TEXT PASSAGE:
↓↓↓

Small tent settlements have sprung up everywhere, with some of the most populated areas resembling a desert. Colorful scraps of fabric are the only contrast to the red dirt. Too weak to walk any further, people sit listlessly in front of their makeshift shelters, staring blankly at the world around them. Humanitarians have even coined a name for them: drought dropouts.
Salid Halima is one of them. I met her in a small village called Beled Hawa, northwest of the capital near the border with Ethiopia and Kenya. The 50-year-old woman looks after 10 emaciated cows. There were others, she told me, but she left the remaining cattle back home with her husband and now lives here with a relative and her four children.
“This is the worst drought I’ve witnessed in over 30 years,” she said, worse than the one six years ago. “It has killed most of my animals, and I am worried I might lose family members due to hunger and thirst if the conditions don’t improve soon.”

↑↑↑

LISTED RECORDS:
↓↓↓

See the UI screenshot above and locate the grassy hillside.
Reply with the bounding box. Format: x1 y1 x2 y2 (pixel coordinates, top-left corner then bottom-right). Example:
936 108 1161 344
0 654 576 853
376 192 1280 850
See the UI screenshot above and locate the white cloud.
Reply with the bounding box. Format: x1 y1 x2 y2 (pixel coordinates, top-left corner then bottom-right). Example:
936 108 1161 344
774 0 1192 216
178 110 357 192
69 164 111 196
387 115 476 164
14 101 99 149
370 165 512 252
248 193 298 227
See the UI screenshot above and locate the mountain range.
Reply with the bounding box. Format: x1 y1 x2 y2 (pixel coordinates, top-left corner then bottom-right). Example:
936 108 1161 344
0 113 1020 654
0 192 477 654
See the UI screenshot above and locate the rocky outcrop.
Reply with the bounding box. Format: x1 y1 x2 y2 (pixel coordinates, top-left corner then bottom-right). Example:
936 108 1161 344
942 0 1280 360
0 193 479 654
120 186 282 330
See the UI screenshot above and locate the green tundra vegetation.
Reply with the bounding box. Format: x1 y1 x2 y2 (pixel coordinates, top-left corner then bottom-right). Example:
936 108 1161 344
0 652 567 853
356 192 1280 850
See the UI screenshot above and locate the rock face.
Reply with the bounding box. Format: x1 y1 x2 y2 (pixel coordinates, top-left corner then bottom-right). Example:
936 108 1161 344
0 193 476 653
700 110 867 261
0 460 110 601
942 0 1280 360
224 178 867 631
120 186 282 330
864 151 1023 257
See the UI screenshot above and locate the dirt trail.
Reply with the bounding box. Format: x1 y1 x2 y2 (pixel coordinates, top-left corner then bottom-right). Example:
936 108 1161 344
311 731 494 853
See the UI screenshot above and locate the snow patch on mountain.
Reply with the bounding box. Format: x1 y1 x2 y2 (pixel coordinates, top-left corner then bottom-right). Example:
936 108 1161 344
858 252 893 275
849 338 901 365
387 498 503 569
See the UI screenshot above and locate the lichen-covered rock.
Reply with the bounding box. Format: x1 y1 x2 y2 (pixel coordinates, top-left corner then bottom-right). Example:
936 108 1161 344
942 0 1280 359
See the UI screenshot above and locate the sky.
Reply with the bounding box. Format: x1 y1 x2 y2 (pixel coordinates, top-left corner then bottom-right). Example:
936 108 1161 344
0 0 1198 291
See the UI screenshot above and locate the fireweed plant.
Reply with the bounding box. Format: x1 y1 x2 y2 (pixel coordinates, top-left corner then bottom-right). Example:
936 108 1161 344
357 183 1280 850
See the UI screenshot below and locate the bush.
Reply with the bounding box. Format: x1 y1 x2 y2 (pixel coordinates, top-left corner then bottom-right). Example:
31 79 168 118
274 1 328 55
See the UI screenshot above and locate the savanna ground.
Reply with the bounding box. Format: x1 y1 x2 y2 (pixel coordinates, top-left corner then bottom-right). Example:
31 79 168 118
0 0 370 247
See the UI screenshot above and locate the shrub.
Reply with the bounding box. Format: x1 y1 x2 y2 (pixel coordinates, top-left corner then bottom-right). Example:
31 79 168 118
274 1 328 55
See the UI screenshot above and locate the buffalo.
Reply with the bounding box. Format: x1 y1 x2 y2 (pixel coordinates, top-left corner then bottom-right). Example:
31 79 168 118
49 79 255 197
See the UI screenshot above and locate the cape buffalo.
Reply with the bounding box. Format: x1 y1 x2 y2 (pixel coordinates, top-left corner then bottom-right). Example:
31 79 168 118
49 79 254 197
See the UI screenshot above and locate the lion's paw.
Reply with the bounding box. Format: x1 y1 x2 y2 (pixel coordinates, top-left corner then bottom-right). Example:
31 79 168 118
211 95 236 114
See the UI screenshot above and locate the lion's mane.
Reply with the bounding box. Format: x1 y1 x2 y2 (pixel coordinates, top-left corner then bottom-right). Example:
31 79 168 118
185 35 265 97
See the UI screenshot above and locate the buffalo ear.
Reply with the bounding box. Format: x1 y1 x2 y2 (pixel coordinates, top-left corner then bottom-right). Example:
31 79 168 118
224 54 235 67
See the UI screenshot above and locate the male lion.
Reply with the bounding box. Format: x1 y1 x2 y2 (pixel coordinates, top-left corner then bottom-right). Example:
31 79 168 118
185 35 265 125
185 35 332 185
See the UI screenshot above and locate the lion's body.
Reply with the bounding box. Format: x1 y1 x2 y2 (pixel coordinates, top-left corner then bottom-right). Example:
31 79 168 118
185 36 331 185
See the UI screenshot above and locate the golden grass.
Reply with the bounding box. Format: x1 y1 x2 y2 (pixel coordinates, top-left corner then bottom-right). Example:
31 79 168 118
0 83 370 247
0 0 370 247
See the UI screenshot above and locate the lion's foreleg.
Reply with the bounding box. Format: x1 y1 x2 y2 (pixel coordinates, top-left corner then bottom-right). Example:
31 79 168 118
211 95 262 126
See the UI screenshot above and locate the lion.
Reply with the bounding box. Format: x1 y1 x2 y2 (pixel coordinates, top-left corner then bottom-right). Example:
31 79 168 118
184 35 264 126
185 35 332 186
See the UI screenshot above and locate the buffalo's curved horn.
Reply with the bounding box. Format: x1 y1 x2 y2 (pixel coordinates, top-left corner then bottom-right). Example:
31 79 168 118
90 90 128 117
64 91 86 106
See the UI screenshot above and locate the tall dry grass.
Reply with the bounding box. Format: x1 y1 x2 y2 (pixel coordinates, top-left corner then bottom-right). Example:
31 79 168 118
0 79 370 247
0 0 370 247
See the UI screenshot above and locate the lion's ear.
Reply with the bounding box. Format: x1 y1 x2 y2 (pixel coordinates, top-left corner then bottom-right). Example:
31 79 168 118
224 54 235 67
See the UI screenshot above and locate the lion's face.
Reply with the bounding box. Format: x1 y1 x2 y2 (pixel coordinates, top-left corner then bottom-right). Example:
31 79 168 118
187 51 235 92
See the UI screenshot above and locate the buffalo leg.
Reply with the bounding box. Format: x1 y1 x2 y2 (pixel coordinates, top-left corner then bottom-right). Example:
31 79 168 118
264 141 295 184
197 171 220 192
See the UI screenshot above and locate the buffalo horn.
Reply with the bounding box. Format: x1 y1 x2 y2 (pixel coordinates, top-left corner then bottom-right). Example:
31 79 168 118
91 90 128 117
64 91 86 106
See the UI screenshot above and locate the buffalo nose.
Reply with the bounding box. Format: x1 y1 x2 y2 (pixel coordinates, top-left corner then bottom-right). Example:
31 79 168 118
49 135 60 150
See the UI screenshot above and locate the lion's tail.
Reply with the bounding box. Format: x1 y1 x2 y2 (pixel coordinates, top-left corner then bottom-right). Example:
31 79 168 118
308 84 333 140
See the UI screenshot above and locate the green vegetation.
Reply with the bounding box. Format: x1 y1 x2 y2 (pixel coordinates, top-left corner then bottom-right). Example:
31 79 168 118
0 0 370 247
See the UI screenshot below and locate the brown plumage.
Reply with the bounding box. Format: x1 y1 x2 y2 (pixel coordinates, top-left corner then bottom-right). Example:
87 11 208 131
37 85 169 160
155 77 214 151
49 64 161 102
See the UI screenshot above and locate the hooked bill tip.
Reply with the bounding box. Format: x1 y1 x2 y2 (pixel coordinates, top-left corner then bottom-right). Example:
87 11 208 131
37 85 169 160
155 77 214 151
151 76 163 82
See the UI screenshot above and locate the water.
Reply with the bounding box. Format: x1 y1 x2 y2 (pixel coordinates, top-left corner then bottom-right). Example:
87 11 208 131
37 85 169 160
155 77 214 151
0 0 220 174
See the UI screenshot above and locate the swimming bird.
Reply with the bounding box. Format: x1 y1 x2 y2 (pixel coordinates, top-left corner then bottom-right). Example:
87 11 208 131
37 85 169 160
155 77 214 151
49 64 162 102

↑↑↑

WHAT IS BEING ASKED: Repeat the part of the drought text that opens with the words containing "Salid Halima is" and closes with "her four children.", copying it exactly.

SOLVED EXERCISE:
Salid Halima is one of them. I met her in a small village called Beled Hawa, northwest of the capital near the border with Ethiopia and Kenya. The 50-year-old woman looks after 10 emaciated cows. There were others, she told me, but she left the remaining cattle back home with her husband and now lives here with a relative and her four children.